## [INSTRUCTION 1]
Retype part of the financing and indebtedness passage, starting at "In the six months" and ending at "of stock warrants.".

In the six months ended September 30, 2004, we used $32.0 million of net
cash for financing activities compared to net cash used of $9.2 million in the
six months ended September 30, 2003. We reduced debt by $31.6 million through
cash generated from operations. We also received $1.0 million of cash from the
exercise of stock warrants.

Indebtedness
At September 30, 2004, our total indebtedness was $12.7 million, a decrease
of $31.6 million from March 31, 2004. Our primary source of financing is our
cash generated from operations supplemented by borrowings under the Credit
Agreement.

The Credit Agreement that we entered into on June 28, 2004 provides for
maximum borrowings of $200 million with a maturity date of June 28, 2008. In
consideration for the Credit Agreement, we incurred fees and expenses of
approximately $1.4 million.

The Credit Agreement is a revolving credit and letter of credit facility
that supports our working capital requirements and is also available for general
corporate purposes. Borrowing costs are based on variable rates tied to the
prime rate plus a margin or the London Interbank Offered Rate ("LIBOR") plus a
margin. The margin is based on our leverage ratio (as defined in the Credit
Agreement) as determined for the trailing four fiscal quarters. Based on our
current leverage ratio, our LIBOR and prime rate margins are 125 basis points
and 0 basis points, respectively, beginning November 1, 2004.

## [LISTED ENTRIES]
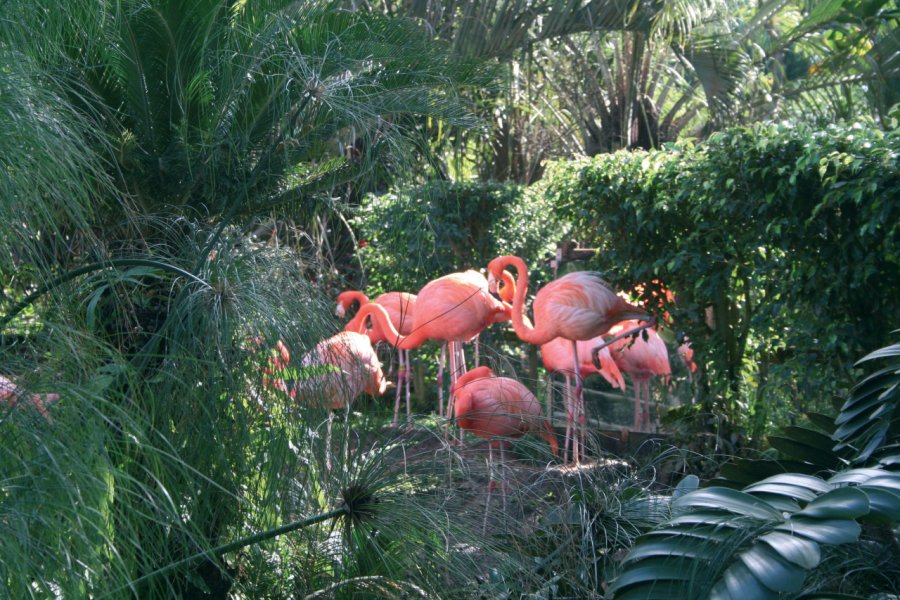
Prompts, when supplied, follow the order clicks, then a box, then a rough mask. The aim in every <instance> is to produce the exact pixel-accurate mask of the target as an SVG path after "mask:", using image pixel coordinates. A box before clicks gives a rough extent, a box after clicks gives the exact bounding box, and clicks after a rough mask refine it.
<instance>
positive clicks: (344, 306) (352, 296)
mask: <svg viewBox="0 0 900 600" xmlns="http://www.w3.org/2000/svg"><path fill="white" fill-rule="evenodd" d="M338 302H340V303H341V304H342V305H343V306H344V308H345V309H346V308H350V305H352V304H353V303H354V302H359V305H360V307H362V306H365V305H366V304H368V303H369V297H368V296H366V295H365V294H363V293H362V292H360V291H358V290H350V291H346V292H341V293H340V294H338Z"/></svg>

* * *

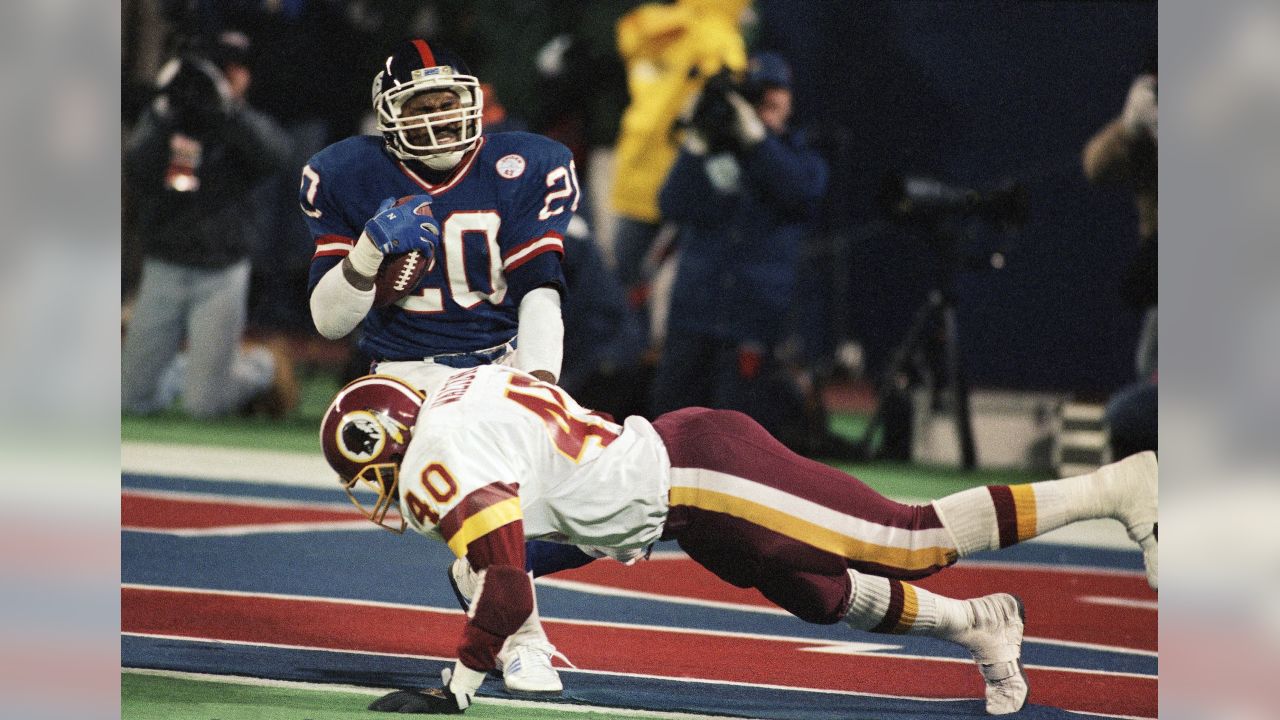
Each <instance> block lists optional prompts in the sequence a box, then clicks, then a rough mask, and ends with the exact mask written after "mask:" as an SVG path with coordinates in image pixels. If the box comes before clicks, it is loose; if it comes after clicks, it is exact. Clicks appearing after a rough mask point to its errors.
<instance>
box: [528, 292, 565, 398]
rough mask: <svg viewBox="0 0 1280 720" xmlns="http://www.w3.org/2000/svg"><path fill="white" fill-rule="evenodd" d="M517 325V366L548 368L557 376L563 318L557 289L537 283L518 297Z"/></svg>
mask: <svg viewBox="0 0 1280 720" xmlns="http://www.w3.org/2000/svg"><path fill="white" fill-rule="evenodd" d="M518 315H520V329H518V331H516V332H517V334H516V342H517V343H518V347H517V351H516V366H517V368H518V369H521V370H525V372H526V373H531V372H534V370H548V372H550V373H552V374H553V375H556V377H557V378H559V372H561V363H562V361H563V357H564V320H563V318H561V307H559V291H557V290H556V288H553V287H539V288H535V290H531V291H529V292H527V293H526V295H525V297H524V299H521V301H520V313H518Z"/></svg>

## [INSTRUCTION 2]
In the records, rewrite the lines starting at the line that contains "Prompts, when supplied, follow" and ending at the line that contains "positive clicks: (344, 306) (352, 296)", replacing "rough mask" with "coarse mask" and keeping everything else the same. Give only those lines.

## [YOUR SOLUTION 1]
In the six months ended September 30, 2004, we used $32.0 million of net
cash for financing activities compared to net cash used of $9.2 million in the
six months ended September 30, 2003. We reduced debt by $31.6 million through
cash generated from operations. We also received $1.0 million of cash from the
exercise of stock warrants.

## [YOUR SOLUTION 2]
Prompts, when supplied, follow the order clicks, then a box, then a coarse mask. The aim in every <instance> is to produce the exact pixel-accurate mask of the target as an SVG path after "mask:", using image pixel coordinates. A box before clicks gives a rough extent, a box after clicks gives the exact bounding box, and clicks after a coarse mask refine it.
<instance>
positive clicks: (344, 306) (352, 296)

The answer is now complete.